[[ RECORDS TO PROCESS, beginning ]]
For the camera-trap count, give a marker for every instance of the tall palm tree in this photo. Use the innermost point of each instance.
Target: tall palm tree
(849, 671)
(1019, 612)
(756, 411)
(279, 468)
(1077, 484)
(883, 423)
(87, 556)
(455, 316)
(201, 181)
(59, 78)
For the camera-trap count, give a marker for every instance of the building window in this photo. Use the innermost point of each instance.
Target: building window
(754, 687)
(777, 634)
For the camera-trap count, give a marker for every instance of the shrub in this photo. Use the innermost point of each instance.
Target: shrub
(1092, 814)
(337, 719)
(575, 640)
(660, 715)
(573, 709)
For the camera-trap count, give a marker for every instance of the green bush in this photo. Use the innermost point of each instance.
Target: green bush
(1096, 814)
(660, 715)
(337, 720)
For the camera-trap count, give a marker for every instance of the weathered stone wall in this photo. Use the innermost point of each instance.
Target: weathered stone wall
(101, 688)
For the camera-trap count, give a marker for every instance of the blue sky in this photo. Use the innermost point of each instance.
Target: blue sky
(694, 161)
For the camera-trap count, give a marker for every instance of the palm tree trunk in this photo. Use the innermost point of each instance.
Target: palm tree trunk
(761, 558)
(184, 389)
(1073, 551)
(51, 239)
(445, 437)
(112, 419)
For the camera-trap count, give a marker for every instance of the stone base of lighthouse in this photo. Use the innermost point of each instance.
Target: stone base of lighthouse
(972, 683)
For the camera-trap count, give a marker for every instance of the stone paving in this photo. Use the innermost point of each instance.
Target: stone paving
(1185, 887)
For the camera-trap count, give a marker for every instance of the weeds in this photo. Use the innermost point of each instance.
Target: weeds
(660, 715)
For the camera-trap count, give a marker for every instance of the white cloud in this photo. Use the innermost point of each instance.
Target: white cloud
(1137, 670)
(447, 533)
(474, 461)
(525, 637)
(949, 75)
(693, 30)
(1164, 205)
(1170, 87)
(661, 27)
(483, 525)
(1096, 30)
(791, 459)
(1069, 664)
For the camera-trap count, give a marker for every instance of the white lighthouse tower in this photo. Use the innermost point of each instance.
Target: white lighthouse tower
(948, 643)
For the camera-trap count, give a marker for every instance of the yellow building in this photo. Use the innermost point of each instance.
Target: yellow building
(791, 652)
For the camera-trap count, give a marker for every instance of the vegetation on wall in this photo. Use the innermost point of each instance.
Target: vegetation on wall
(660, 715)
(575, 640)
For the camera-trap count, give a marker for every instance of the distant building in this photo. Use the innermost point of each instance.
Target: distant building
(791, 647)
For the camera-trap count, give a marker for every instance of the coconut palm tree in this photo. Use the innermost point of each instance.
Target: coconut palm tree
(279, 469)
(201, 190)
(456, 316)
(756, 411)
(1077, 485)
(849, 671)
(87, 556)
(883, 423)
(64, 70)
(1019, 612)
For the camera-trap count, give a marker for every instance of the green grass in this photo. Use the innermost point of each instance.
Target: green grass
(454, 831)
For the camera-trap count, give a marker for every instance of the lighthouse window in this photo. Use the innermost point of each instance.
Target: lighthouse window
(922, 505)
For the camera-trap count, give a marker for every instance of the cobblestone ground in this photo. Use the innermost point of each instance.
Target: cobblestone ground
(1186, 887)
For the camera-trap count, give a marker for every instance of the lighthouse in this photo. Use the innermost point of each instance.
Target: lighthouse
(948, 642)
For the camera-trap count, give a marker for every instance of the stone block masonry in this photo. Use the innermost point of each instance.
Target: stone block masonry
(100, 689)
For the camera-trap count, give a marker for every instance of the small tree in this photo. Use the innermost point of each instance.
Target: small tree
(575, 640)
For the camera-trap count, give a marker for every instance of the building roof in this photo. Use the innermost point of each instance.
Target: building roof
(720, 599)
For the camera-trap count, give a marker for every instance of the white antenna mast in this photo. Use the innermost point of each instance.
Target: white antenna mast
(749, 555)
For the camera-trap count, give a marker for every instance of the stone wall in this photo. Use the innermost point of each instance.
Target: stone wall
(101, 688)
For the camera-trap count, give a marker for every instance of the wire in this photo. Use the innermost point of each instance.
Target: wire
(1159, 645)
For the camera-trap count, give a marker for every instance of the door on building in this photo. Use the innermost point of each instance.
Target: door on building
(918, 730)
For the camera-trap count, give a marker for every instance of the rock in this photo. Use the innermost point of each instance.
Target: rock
[[ RECORDS TO PROCESS, end ]]
* WHAT YOU ARE ASKED TO DO *
Your answer should consist of the material above, written out word for word.

* RESPONSE *
For the camera-trap count, give a marker for every instance of the tall palm tree in this photo. Use the innermost point of each instance.
Target: tall palm tree
(849, 671)
(1019, 612)
(756, 411)
(279, 468)
(1077, 484)
(883, 423)
(87, 556)
(455, 316)
(201, 181)
(59, 78)
For the camera-trap count, give a marker for every instance of the building window in this photo. Use the innermost point of each instance.
Target: building window
(754, 687)
(777, 634)
For the camera-trap count, give a marker for every instance of the shrub in this photo. Use the innermost point of each instance.
Target: shrub
(1092, 814)
(337, 719)
(575, 640)
(660, 715)
(573, 709)
For the camera-trap count, give a marker for every instance of the green bush in this photo. Use the innermost point of each instance.
Target: green bush
(1096, 814)
(660, 715)
(337, 720)
For the camera-trap count, give a marker for every instance of the weathered stone wall in this photo. Use the innermost point of each instance.
Target: weathered stone wall
(101, 688)
For the camera-trap count, give a marker for every instance of the blue sky in this photo. Use the innermost point of each instance.
Target: blue sky
(694, 161)
For the camera-trap count, give a marker for every instance of the palm tree trunk in this photo. Use the innermost point of each instance.
Target: palm tree trunk
(761, 558)
(184, 389)
(1073, 551)
(51, 239)
(445, 437)
(112, 419)
For the camera-trap count, give a marker for every instance of the stone base of lighthouse in this photo. Use the innermost point of each instance.
Target: stone base of lighthouse
(972, 683)
For the camera-trap count, give a marker for every instance of the stone paving in this photo. Use the innermost point of each instance.
Target: stone paving
(1185, 887)
For the camera-trap count, give a marker for every instance of the weeds in this photo. Use the innermost point of each instance.
Target: weeds
(660, 715)
For the camera-trap count, give a marker for every instance of the white cloud in this photo. Use the innermost point of each instance.
Target: white cloud
(1137, 670)
(447, 533)
(474, 461)
(525, 637)
(949, 75)
(693, 30)
(1164, 205)
(1170, 87)
(661, 27)
(483, 525)
(1096, 30)
(791, 459)
(1069, 664)
For the camera-trap count, give a marker for every instance of the white lighthouse tower in this photo. Use the innermost point of each instance.
Target: white lighthouse tower
(948, 643)
For the camera-trap count, give a marker for every instance of the yellow building in this photo. Use the innermost point of each instance.
Target: yellow building
(791, 652)
For the camera-trap count, give a marker for every instance of the vegetation on wall in this photo. Use the innermost point of each instance.
Target: vegetation on wall
(660, 715)
(575, 640)
For the camera-trap count, give a marker for every instance of the distant building in this photo. Use the innermost point of each instance.
Target: distant building
(791, 647)
For the camera-trap count, give a marker for every instance of the coconut palm tree in this photo. Use the innermost point of each instance.
Target: coconut palm tree
(279, 469)
(201, 190)
(456, 316)
(756, 411)
(1077, 485)
(849, 671)
(87, 556)
(883, 423)
(64, 70)
(1019, 612)
For the camera-trap count, give a marker for every instance of the green grass in this photo. Use the innermost point of each instance.
Target: green grass
(454, 831)
For the camera-trap count, give a marker for every instance of the lighthouse window in this photo. Use the innermost point of each instance.
Target: lighthouse window
(922, 505)
For the camera-trap count, give a marker for every instance of the cobblestone ground in this photo. Use the innermost point of each instance.
Target: cobblestone ground
(1186, 887)
For the camera-trap count, give a marker for every instance of the lighthouse in this photo. Use the innermost point of each instance.
Target: lighthouse
(948, 642)
For the camera-trap count, give a marker for every instance of the stone block masonry in this photo. Use the innermost point of each instance.
Target: stone block masonry
(100, 689)
For the camera-trap count, give a marker for every instance of the small tree in this photo. Use the innermost point of each instance.
Target: small tree
(575, 640)
For the camera-trap count, give a marker for every instance of the building roof in this photo. Use the innermost point of each instance.
Target: building roof
(720, 599)
For the camera-trap count, give a marker for every instance of the white antenna mast in this photo. Use the innermost point of each instance.
Target: white antenna mast
(749, 555)
For the camera-trap count, give a marker for every instance of the stone wall in this photo. Use the innermost point of each instance.
Target: stone wall
(101, 688)
For the camera-trap count, give a marker for every instance of the wire in this photo. Use the innermost point of each instance.
Target: wire
(1159, 645)
For the camera-trap count, give a marker for every instance of the door on building in this photo. Use the innermost point of each instance.
Target: door on building
(918, 730)
For the camera-trap count, give a marker for every instance of the rock in this photo. Use the innermost point of each instance.
Target: rock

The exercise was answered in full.